概念
在rocketmq中,NameServer用于Broker的注册与发现。相当于kafka中,zookeeper的角色。不过,相较于zookeeper,NameServer是专用于根据消息队列这一场景下的特定实现。所以,实现上更加的优雅和简洁。
作用
- 每台broker启动时,无论是master还是slave,都需要主动向namesrv发送请求,注册自己
- producer在生产消息前,得知道broker的地址,而broker可能随时都会扩缩容,所以必然不能直接把地址写死,这时,producer也是通过给namesrv发请求,来获取自己要发送的topic的broker地址的
- consumer消费topic时,也是一样,需要先向namesrv发送请求,获取路由信息
- broker下线时,如果是正常关机也会请求namesrv,发现一个取消注册请求
- namesrv每隔10s会扫描一次向自己注册的broker,看看是否还活着
一言以蔽之,namesrv就是topic的服务注册发现机制存在的,向客户端(包括生产者和消费者)提供broker的信息。
再更具体地看一下,namesrv处理的请求类型,以及自己的定时任务
处理的命令
在rocketmq中,namesrv和broker会处理的各种命令,都会在各种NettyRequestProcessor中定义好,然后通过switch语句将对应的请求分发到对应的方法中去。在namesrv中,由DefaultRequestProcessor完成命令的分配。
挨个看一遍命令
-
PUT_KV_CONFIG/GET_KV_CONFIG/DELETE_KV_CONFIG
-
QUERY_DATA_VERSION:查询版本号
-
REGISTER_BROKER:注册broker路由信息。每个broker在启动的时候会发送这个命令,向namesrv注册自己
-
UNREGISTER_BROKER:如果broker正常关机,会发送这个命令,向namesrv取消自己的注册消息
-
GET_ROUTEINTO_BY_TOPIC:根据topic获取路由信息。一般由消费者发送
-
GET_BROKER_CLUSTER_INFO
-
WIPE_WRITE_PERM_OF_BROKER
-
GET_ALL_TOPIC_LIST_FROM_NAMESERVER
-
DELETE_TOPIC_IN_NAMESRV
-
GET_KVLIST_BY_NAMESPACE
-
GET_TOPICS_BY_CLUSTER
-
GET_SYSTEM_TOPIC_LIST_FROM_NS
-
GET_UNIT_TOPIC_LIST
-
GET_HAS_UNIT_SUB_TOPIC_LIST
-
GET_HAS_UNIT_SUB_UNUNIT_TOPIC_LIST
-
UPDATE_NAMESRV_CONFIG
-
GET_NAMESRV_CONFIG
这里面多数都是为了后台管理需要,跟消息生产消费强相关的只有:
- REGISTER_BROKER
- UNREGISTER_BROKER
- GET_ROUTEINTO_BY_TOPIC
定时任务
NamesrvController中定义了两个定时任务的处理:
- 每隔10s扫描一遍broker,看看是否还活着
- 每隔10min打印一下namesrv的kv配置
组件
从实现的角度,分析namesrv内部的各个组件
NamesrvController
namesrv的主要行为组件
NamesrvConfig
自己的一些配置参数
NettyServerConfig
用于netty服务器的配置
KVConfigManager
RouteInfoManager
我们知道,namesrv的主要作用就是管理路由信息,作为一种以topic为主体的服务注册发现机制。那啥是路由信息呢?

▶ _形状标注记录_:
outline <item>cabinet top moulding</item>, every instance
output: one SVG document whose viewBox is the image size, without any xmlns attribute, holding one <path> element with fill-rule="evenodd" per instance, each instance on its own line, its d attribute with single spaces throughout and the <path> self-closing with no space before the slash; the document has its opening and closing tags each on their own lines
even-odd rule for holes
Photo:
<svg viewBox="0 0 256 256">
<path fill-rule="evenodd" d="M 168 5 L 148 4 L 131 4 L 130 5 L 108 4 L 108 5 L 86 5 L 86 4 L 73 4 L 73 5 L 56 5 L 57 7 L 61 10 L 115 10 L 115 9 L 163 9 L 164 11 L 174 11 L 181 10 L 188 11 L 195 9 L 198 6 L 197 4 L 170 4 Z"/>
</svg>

...

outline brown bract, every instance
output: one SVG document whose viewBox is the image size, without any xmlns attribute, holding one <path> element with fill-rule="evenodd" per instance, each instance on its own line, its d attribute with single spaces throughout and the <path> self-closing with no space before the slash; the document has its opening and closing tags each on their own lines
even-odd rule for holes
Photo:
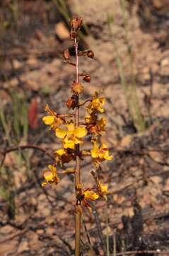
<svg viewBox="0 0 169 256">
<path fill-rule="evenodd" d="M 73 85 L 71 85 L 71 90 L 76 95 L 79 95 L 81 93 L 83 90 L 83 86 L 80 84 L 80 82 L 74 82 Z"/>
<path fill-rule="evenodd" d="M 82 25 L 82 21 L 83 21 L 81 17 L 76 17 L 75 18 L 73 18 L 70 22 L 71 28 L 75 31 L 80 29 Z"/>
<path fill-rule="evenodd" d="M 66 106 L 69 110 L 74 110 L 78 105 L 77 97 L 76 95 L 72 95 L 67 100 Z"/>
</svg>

--

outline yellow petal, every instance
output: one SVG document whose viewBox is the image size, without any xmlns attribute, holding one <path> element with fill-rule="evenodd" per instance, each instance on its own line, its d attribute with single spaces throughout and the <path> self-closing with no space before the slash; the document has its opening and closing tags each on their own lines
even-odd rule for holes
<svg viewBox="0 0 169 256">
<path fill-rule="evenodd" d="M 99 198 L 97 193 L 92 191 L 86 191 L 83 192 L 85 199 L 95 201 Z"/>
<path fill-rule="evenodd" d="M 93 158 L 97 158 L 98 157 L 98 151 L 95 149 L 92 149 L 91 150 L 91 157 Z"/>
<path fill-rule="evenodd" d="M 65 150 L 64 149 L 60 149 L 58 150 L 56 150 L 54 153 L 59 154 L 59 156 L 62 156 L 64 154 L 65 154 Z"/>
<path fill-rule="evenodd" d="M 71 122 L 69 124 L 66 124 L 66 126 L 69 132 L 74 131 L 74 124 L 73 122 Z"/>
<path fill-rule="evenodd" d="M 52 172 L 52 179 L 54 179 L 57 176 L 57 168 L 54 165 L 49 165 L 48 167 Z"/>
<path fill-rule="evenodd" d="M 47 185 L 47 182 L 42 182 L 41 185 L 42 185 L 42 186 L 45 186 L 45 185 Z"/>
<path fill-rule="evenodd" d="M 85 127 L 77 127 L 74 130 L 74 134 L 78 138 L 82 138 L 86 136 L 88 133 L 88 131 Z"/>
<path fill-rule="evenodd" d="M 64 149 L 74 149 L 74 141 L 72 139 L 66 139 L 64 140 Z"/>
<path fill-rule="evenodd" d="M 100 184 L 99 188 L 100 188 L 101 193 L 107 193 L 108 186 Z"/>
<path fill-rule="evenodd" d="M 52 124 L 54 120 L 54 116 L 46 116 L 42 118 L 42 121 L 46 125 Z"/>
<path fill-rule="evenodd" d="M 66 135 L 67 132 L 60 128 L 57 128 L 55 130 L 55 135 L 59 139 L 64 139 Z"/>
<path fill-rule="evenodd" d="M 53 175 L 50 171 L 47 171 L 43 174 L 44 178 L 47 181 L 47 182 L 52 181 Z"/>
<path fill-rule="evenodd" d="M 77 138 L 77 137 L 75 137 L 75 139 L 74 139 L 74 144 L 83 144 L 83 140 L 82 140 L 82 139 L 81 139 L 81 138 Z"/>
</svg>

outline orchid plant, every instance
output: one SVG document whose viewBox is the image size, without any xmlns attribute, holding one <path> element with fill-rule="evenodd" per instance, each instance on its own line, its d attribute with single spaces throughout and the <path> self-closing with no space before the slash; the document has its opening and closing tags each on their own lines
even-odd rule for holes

▶ _任务说明_:
更新这篇讲namesrv的文章里从“再更具体地看一下,namesrv处理的请求类型,以及自己的定时任务”开始、一直到“cessor完成命令的分配。”的那一段：把“switch语句”换成“if-else语句”，然后把整段重新写出来。

▶ _练习结果_:
再更具体地看一下,namesrv处理的请求类型,以及自己的定时任务
处理的命令
在rocketmq中,namesrv和broker会处理的各种命令,都会在各种NettyRequestProcessor中定义好,然后通过if-else语句将对应的请求分发到对应的方法中去。在namesrv中,由DefaultRequestProcessor完成命令的分配。